The Software Development Ceiling

There are two economies that produce software: the Joyous Software Economy and the Commercial Software Economy. The latter of these has vastly more resources than the former. Surprisingly, though, both economies produce software of roughly equivalent quality. Even within the commercial software economy, smaller startups often produce software that is on par with that produced by some of the largest companies in the world. Why is it that organizations with effectively unlimited resources, who are able to attract the best software engineers in the world, can't seem to out compete groups with a fraction of a fraction of their resources? Why is it that people volunteering in their free time can run circles around the most valuable companies in the world?

This doesn't just apply to simple software either. Database management systems provide an illustrative example. By far the most used database management system in the world is SQLite, which is developed by a relatively small team. Postgres and MySQL can compete with the likes of Oracle and SQL Server. Even databases originally developed largely by a single person, like Ben Johnson's BoltDB, find themselves into critical infrastructure, like Kubernetes.

There isn't a single answer as to why this is, but I have a conjecture as to one of the more influential reasons: there is a ceiling to software development and this ceiling is caused by poor information organization.

The Velocity We Wish To Reach

It doesn't take one much time in this industry to realize a recurring theme: people want to rewrite codebases quite often. I don't think I've joined any team and not been told that either the codebase needs to be rewritten or they are actively in the process of rewriting it. It feels like as soon as we push something into production we want to immediately rewrite the thing. It's rare for a codebase to last more than few years before there's pressure to toss the entire thing out and start anew.

-*-

• Instruction a: Extract every line of the records below that contains the string "tail", treating uppercase and lowercase as different.

-*-

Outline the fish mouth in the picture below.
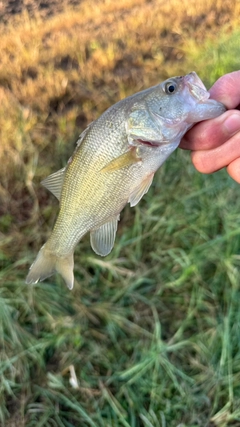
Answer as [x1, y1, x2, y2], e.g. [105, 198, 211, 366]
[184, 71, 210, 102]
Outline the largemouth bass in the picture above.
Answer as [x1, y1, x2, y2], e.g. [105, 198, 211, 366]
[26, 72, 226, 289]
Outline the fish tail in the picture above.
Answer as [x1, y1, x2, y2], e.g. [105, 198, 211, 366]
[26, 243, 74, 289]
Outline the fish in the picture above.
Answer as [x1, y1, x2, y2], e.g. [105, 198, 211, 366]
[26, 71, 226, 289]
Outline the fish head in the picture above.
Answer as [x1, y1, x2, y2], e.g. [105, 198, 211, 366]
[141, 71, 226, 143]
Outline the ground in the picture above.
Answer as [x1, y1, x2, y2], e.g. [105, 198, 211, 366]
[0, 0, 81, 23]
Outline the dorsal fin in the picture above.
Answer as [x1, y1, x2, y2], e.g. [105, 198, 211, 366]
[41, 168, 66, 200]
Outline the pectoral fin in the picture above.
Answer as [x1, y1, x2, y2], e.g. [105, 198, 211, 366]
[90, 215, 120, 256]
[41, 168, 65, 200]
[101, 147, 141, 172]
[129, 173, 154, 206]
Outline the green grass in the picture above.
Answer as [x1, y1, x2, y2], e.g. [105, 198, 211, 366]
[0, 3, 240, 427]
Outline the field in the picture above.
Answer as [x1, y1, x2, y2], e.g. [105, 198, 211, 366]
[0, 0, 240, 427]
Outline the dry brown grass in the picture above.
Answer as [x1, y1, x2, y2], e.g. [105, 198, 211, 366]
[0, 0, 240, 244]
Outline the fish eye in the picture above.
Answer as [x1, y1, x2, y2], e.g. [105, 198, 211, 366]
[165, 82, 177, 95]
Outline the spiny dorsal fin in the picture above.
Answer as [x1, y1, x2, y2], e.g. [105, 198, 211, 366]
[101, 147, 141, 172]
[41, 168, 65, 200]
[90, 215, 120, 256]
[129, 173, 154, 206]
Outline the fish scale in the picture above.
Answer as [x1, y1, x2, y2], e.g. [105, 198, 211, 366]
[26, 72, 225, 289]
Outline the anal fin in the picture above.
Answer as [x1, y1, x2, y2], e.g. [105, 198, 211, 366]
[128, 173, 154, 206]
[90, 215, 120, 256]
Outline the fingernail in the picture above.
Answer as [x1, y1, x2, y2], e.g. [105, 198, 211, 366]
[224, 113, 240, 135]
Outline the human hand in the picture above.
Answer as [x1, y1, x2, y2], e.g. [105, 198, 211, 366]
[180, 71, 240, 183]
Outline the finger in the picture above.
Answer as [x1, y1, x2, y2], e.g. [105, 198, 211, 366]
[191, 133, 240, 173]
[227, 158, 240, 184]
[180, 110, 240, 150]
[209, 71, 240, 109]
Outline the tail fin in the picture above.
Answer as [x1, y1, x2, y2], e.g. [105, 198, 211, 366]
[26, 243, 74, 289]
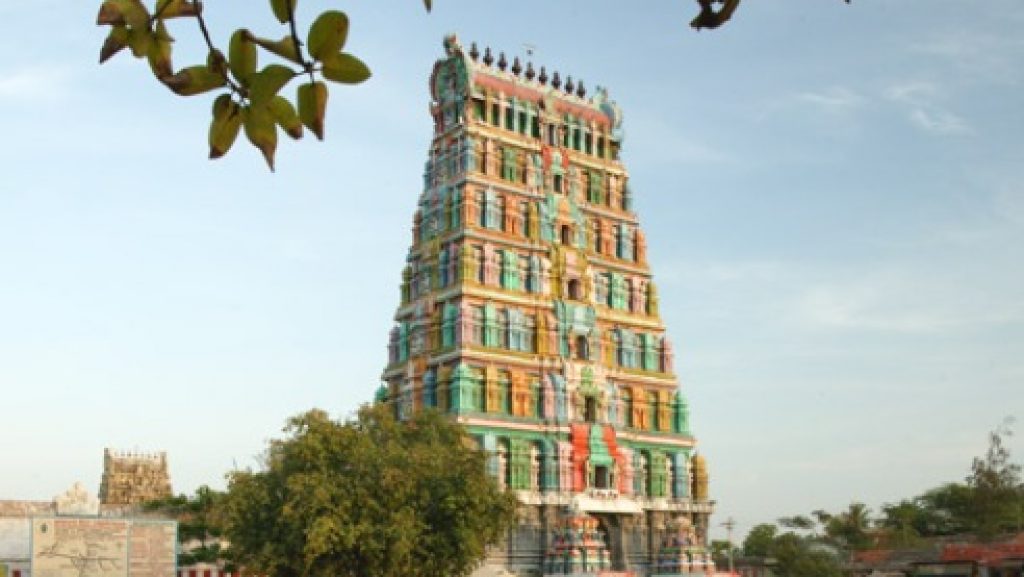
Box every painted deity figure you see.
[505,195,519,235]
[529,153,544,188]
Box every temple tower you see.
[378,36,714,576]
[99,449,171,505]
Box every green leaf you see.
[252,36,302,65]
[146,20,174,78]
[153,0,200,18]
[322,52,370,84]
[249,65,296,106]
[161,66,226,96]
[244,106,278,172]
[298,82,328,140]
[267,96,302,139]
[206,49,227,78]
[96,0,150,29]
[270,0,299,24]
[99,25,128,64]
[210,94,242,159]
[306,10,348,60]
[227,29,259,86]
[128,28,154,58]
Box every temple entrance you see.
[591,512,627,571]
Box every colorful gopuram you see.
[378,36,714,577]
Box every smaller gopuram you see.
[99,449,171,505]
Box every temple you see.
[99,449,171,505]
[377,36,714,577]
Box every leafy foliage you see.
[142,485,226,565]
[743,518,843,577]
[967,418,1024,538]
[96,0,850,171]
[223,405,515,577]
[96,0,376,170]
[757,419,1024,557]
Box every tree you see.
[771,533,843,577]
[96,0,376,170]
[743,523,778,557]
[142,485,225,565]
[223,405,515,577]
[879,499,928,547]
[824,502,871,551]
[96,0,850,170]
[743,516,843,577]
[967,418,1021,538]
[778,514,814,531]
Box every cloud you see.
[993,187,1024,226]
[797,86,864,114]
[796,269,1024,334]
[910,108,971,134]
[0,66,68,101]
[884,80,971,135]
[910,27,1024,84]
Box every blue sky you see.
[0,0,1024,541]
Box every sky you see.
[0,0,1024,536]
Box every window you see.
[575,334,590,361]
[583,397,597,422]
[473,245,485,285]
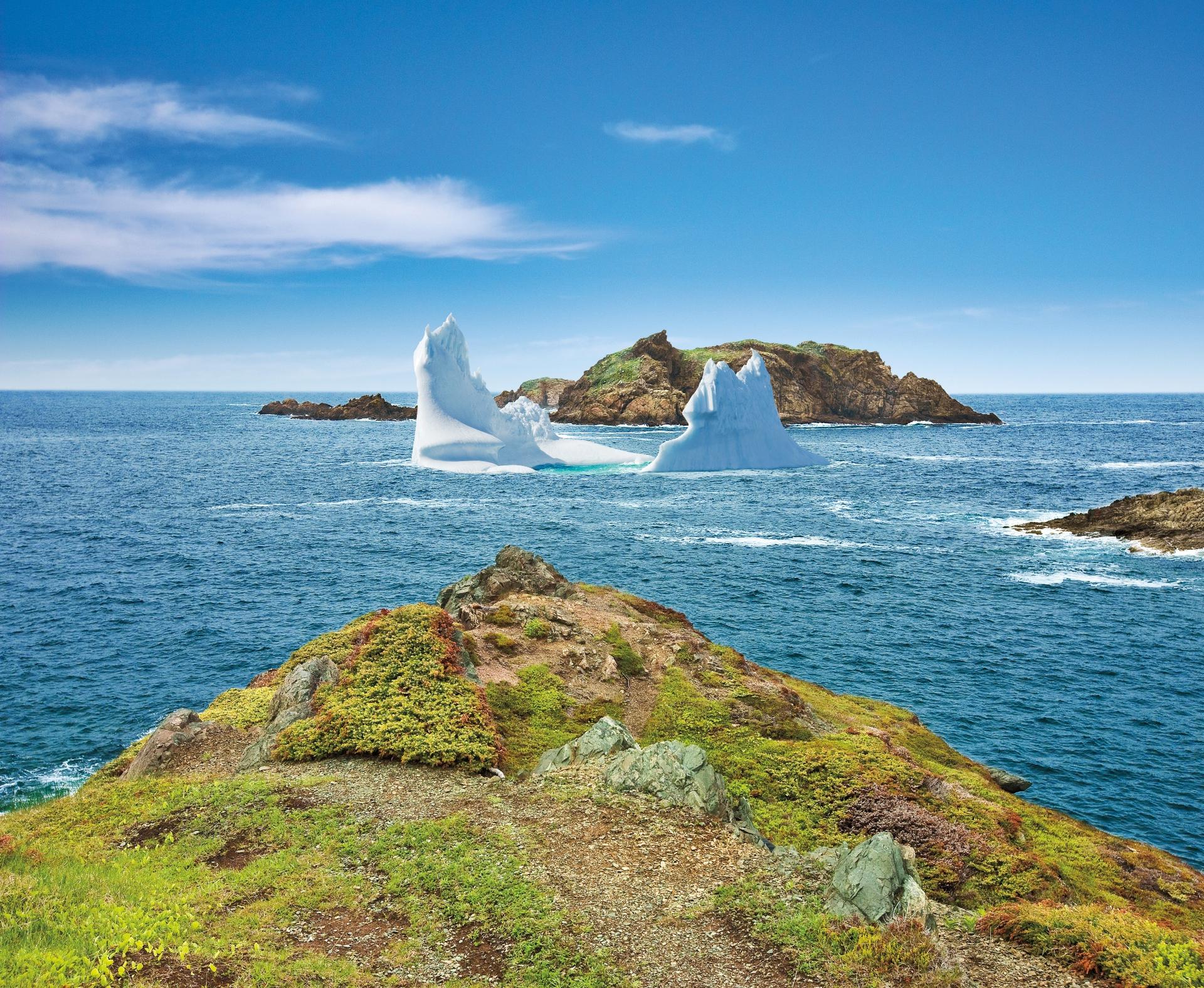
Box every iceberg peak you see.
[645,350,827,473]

-*-

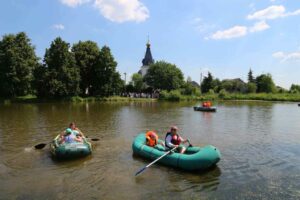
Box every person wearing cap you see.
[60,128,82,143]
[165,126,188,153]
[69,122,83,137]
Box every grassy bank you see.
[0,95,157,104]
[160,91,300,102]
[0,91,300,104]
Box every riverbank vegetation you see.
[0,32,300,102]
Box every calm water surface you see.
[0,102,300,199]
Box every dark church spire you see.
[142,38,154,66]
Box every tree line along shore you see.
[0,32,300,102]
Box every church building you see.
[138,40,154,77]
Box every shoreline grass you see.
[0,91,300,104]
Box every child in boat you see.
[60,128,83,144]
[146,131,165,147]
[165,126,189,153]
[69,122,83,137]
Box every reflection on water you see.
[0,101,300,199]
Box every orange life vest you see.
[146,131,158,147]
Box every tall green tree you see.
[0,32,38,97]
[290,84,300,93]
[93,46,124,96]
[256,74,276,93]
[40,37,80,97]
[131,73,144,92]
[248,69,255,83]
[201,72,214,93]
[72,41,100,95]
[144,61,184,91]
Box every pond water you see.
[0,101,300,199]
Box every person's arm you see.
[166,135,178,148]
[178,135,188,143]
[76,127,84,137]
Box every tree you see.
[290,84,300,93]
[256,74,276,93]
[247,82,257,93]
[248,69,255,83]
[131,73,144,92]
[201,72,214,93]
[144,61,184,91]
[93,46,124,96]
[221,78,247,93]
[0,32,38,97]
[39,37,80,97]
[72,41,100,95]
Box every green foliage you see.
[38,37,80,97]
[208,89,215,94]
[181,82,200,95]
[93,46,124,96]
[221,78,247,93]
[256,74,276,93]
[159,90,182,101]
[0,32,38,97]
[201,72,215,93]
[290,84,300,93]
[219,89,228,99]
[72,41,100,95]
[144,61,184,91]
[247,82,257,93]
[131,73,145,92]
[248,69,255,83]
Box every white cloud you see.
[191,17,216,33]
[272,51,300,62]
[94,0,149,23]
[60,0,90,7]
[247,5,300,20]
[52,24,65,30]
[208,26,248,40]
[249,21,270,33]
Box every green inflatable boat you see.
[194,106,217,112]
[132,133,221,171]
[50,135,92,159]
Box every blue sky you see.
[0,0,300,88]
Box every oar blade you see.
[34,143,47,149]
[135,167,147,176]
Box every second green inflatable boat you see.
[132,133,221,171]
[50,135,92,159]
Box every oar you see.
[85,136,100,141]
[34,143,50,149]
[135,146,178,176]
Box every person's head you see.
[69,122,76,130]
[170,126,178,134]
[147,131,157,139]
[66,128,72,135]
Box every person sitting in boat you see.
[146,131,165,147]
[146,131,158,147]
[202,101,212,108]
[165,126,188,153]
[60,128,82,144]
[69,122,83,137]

-*-

• Instruction b: Repeat the passage of the software development ceiling text from "There isn't a" up to and including "poor information organization.".

• Right answer a:
Outline the fish tail in the picture above.
Outline the tail fin in the picture above.

• Right answer b:
There isn't a single answer as to why this is, but I have a conjecture as to one of the more influential reasons: there is a ceiling to software development and this ceiling is caused by poor information organization.